▶ What to work on:
In the strange-horned chameleon passage below, what two structures make up the protuberance on the animal's snout?

▶ Document passage:

========================================

Scientific classification
- Kingdom: Animalia
- Phylum: Chordata
- Class: Reptilia
- Order: Squamata
- Suborder: Iguania
- Family: Chamaeleonidae
- Genus: Kinyongia
- Species: K. xenorhina
- Binomial name: Kinyongia xenorhina (Boulenger, 1901)
- Synonyms: Chamaeleon xenorhinum Boulenger, 1901 ; Chamaeleo xenorhinum — Broadley, 1998 ; Bradypodion xenorhinum — Necas, 1999 ; Kinyongia xenorhinum — Tilbury et al., 2006 ;

= Strange-horned chameleon =

- Genus: Kinyongia
- Species: xenorhina
- Authority: (Boulenger, 1901)
- Conservation status: NT

Species of lizard

The strange-horned chameleon (Kinyongia xenorhina), also known as Rwenzori plate-nosed chameleon or single welded-horn chameleon, is a species of chameleon. It is native to the rainforests of the Ruwenzori Mountains of western Uganda and eastern Democratic Republic of the Congo.

The strange-horned chameleon is named for the large protuberance extending from the top of its snout, particularly prominent on the males of the species. This feature is composed of two separate plates extending outwards from either side of the snout and merging at the end. This feature has also earned it the alternate common name single welded-horn chameleon. It also has a very high casque (a helmet-like structure towards the back of the skull). The head and casque are covered with enlarged, plate-like scales.

Strange-horned chameleons are olive to brown in color. Males range more towards olive and females more towards brown. They can reach a total length of 11 in. They have among the sharpest "teeth" and longest claws of any chameleon species.

The strange-horned chameleon has rarely been bred in captivity. Most of the current population is within the Rwenzori Mountains National Park. Suitable forest habitat has largely disappeared from outside the park, and some habitat destruction is also occurring inside the park. In addition, overcollecting for the live animal trade is a serious potential threat, even though the species is not much traded at present. The IUCN considers it near threatened. CITES lists it in the Appendix II.

========================================

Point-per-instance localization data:
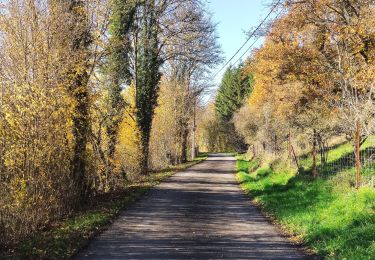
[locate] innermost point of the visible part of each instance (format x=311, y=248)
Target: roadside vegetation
x=329, y=216
x=64, y=238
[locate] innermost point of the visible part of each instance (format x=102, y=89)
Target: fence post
x=314, y=154
x=357, y=155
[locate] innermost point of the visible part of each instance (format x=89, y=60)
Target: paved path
x=200, y=213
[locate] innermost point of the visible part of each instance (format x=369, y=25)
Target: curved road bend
x=200, y=213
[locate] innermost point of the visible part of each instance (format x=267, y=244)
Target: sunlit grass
x=68, y=236
x=335, y=221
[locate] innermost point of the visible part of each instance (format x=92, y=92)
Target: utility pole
x=193, y=132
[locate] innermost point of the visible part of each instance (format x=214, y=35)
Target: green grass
x=336, y=222
x=64, y=239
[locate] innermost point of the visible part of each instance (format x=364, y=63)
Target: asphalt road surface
x=200, y=213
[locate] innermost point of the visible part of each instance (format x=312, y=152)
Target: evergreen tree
x=233, y=91
x=147, y=77
x=118, y=66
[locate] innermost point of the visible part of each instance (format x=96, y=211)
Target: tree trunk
x=358, y=155
x=314, y=154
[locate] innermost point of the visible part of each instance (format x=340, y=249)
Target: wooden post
x=357, y=155
x=295, y=157
x=314, y=154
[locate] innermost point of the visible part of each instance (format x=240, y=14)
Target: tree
x=233, y=91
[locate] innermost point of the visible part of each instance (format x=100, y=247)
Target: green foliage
x=233, y=91
x=147, y=77
x=334, y=220
x=65, y=238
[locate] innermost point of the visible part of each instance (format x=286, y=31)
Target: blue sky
x=234, y=17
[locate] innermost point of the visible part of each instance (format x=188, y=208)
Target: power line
x=256, y=40
x=248, y=39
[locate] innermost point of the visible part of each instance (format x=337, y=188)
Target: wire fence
x=336, y=161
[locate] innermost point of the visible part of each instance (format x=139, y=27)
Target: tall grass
x=334, y=220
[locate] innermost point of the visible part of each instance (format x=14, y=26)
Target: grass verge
x=334, y=220
x=65, y=238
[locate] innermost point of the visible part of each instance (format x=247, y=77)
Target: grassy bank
x=334, y=220
x=65, y=238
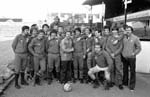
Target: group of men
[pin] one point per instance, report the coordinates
(76, 54)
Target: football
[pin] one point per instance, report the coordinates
(67, 87)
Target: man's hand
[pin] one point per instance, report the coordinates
(133, 54)
(88, 50)
(112, 55)
(84, 56)
(36, 55)
(78, 38)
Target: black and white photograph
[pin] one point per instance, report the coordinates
(74, 48)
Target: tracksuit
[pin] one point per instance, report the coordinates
(78, 60)
(66, 53)
(114, 46)
(19, 47)
(53, 49)
(132, 47)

========================================

▶ Reply to the task:
Two separate plates that extend outward from either side of the snout and merge at the end.